Selected excerpt:
▶

Thursday, December 18, 2008

Cynic and The Ocean, December 15 Concert Review

Cynic is a very important band to me. They were one of the first, if not the first, band to make me realize that full-on death metal wasn't the be-all and end-all of music.

It's summer, 1994. I know who Cynic is, vaguely. They had a cool song on the Roadrunner compilation At Death's Door II. Two of their members played on Death's Human. And they're playing with Cannibal Corpse and Sinister in the town where I live!

I was there to see Cannibal Corpse, of corpse.

:P

So there I am, right up front. "Where did they get these kids to be roadies for them?" I thought as Cynic's stuff was being set up. Then they start. They weren't roadies, it was the band... so there they go, playing newagejazzydeathy metal, with a slideshow and all sorts of fun stuff going on. As the opening band, they didn't get the full stage, so fans got to see Sean Reinert right up front, facing to the side, as he drummed away. We got to see Dana Cosley handling keyboards and the growling vocals (and check out Youtube videos from that tour - it seems when people realized it was the girl doing those... the crowd pops. Not so big a deal now, but 14 years ago?). I saw a Chapman stick played live for the first (and only) time in my life. (I read that Sean Malone wasn't on that tour, but

I was mesmerized. You can bet I went out and bought Focus immediately afterwards, and kept up on all things Cynic thereafter.

The rest of the crowd? "Play faster!" "Turn your guitars up!" uugghh. Not unanimous hatred of course, but it wasn't a very respectful crowd. Yet who should Cynic have realistically toured with in order to reach an audience? (didn't similar problems plague Anacrusis, Atheist, and Believer? Maybe they could have all toured with each other and drew 25 people a night...)

It changed the way I looked at music (expanding my horizons) and was a major source of my feeling disconnected from my fellow metal fans. For years, a person's opinion of Cynic's Focus was the sole qualifier for whether or not I would discuss music with them in any serious manner. These days, I'll discuss music with nonbelievers but if you don't rate Focus highly, then I don't rate you highly. People who don't like that album really have to be deaf or stupid.

(And if you find such statements absurd... eat shit, fuck off, die, or do whatever it is you do when you're not around me. I really don't care. There are things important to me, and things that are not. Music that moves me is important. People having a problem with music that moves me are not. Cynic is that good. Are you?)

◀

Aim:
Please write the next part of the Cynic concert review, starting after its last sentence. The records play no part in what you need to do here.

Records provided:

▶

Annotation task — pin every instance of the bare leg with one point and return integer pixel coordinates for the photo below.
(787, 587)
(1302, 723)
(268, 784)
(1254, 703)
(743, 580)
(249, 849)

◀

Response to the exercise:
Fast forward a few years. I'm online in 1997, on some internet chat room, looking for new music to investigate. I'm in some random place talking to some random people. "Well what do you like?" someone asks. Cynic is on the list, of course. "Then you should check out Opeth!" That was good enough for me. What can I say? I was easy then... So I buy Orchid and Morningrise, which had been recently released in the US by Century Media.

2008. Opeth and Cynic are touring. Together! In Europe... wait a minute... I'm in Europe!

They're going to play in Helsinki... wait a minute... I'm in Helsinki!

They're playing at the Kaapelitehdas... wait a second... my girlfriend lives in that same plaza! The venue is right outside the window!

Holy crap!

Money problems prevent me from buying tickets (40€ each!) until early November. Over a month before the show. Guess what? SOLD OUT!

Crap.

CRAP.

What to do? What are my options? I'm not contacting Roadrunner to get on the guest list. Dare I contact Season of Mist? LotFP has rather fallen into a state of... uh... cobwebs as of late. And I was never close with that label. Dare I risk finding out that something I did as the prime focus of my life for just about ten years isn't worth a couple of free concert passes anymore?

No, not going to do that. I know! I used to know Mikael Åkerfeldt fairly well. Interviewed him a few times. Even went down to the studio in Örebro for a couple hours while he was recording during the Ghost Reveries sessions. Had his private number for awhile (long since lost...). I can email him and blah blah blah. But he's on tour. Does he read email on tour? And I haven't talked to him in a long time since, honestly, my interest in the band's post-Still Life stuff (and these days, post-MAYH stuff) isn't as strong as it used to be. ay ay ay.

And I'm doing all this because I want to see Cynic.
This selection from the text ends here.